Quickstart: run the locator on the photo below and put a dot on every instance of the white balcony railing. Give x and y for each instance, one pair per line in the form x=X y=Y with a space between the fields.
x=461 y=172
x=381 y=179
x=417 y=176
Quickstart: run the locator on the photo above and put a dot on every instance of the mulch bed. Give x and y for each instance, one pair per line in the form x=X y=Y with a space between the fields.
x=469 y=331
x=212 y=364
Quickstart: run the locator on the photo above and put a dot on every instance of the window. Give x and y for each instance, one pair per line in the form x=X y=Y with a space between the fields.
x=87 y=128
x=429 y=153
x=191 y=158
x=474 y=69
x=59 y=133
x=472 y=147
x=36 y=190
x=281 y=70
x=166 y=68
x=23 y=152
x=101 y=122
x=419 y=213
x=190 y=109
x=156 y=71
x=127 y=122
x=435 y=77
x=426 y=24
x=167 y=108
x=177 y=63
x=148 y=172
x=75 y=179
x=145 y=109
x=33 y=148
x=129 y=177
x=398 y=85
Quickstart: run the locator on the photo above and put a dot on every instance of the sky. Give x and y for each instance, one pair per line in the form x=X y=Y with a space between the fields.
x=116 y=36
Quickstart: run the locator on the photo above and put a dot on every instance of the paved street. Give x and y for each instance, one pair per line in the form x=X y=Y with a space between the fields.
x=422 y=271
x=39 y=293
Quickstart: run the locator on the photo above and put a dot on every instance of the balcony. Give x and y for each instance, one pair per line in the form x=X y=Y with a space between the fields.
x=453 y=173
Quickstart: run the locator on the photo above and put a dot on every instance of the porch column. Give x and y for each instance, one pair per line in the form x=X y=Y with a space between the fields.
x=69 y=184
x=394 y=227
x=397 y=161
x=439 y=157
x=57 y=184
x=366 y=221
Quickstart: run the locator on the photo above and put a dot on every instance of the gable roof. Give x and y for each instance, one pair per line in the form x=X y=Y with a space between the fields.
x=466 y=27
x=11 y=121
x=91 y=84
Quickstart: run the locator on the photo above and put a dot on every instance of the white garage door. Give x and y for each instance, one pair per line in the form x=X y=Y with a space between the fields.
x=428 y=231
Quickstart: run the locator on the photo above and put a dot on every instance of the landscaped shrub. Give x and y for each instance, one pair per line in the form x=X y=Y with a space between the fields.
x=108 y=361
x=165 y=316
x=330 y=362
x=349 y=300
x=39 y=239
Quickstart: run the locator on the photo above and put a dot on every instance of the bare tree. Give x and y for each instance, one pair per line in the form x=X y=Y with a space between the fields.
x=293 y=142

*TASK BRIEF*
Take each record above and return it verbatim.

*THE ANSWER*
Quickstart: run the locator on the photo below and put a dot on every instance of the white balcony railing. Give x and y for each instance, one pair per line in the form x=X y=Y with a space between the fields.
x=461 y=172
x=381 y=179
x=417 y=176
Quickstart: run the locator on the photo above and put a dot on every instance of the mulch bed. Give x and y for each instance, one pair per line in the form x=X y=Y with a space between the fields.
x=469 y=331
x=212 y=364
Quickstart: run the locator on the photo above and put a dot on every instance of the window. Give x and y for each instance, one pair per line in the form x=X y=Y with a space between the fields.
x=87 y=128
x=429 y=153
x=191 y=158
x=474 y=69
x=59 y=133
x=472 y=147
x=36 y=190
x=281 y=70
x=166 y=68
x=23 y=152
x=101 y=122
x=419 y=213
x=190 y=109
x=156 y=71
x=127 y=122
x=435 y=77
x=426 y=24
x=167 y=108
x=177 y=63
x=148 y=172
x=75 y=179
x=145 y=109
x=33 y=148
x=129 y=177
x=398 y=85
Quickstart: run the locator on the photo above and put a dot on every instance of the sky. Give x and y for each instance, one pair per line in the form x=X y=Y with a space between the fields.
x=116 y=36
Quickstart: run the locator on the photo above and put a dot on every instance of the paved street. Give x and y for each instance, one pair per line in the form x=X y=Y with a space between the fields.
x=422 y=271
x=39 y=293
Quickstart: run the locator on the photo above and put a dot on every instance of the balcony. Give x and y for each instance, one pair per line in the form x=X y=Y with a space between the fields.
x=453 y=173
Quickstart: run the locator on the photo above and put a dot on every instance of the porch column. Give x and y for each instance, one pair per line in the form x=X y=Y with a space between the fields.
x=69 y=184
x=394 y=227
x=397 y=161
x=439 y=157
x=57 y=184
x=366 y=221
Quickstart: run the locator on the photo above and put a dot on every instance of the gable roof. Give x and y for each instance, one pair per line in the form x=X y=Y with a space between the fields.
x=466 y=27
x=11 y=121
x=91 y=84
Quickstart: run the locator on the photo above and put a dot on every instance of the white garage door. Give x and y for each instance, one pair per line in the form x=X y=Y with a space between the fields.
x=428 y=231
Quickstart: run the locator on the photo above and put a dot on every instance of the landscaped shrub. Give x and y for each instance, one pair per line in the form x=X y=Y with a space between the fields.
x=108 y=361
x=165 y=316
x=330 y=362
x=349 y=300
x=39 y=239
Quickstart: run the locator on the photo above and put a dot on every instance of the bare tree. Give x and y for each instance, one pair per line in the form x=X y=Y with a space between the fields.
x=293 y=142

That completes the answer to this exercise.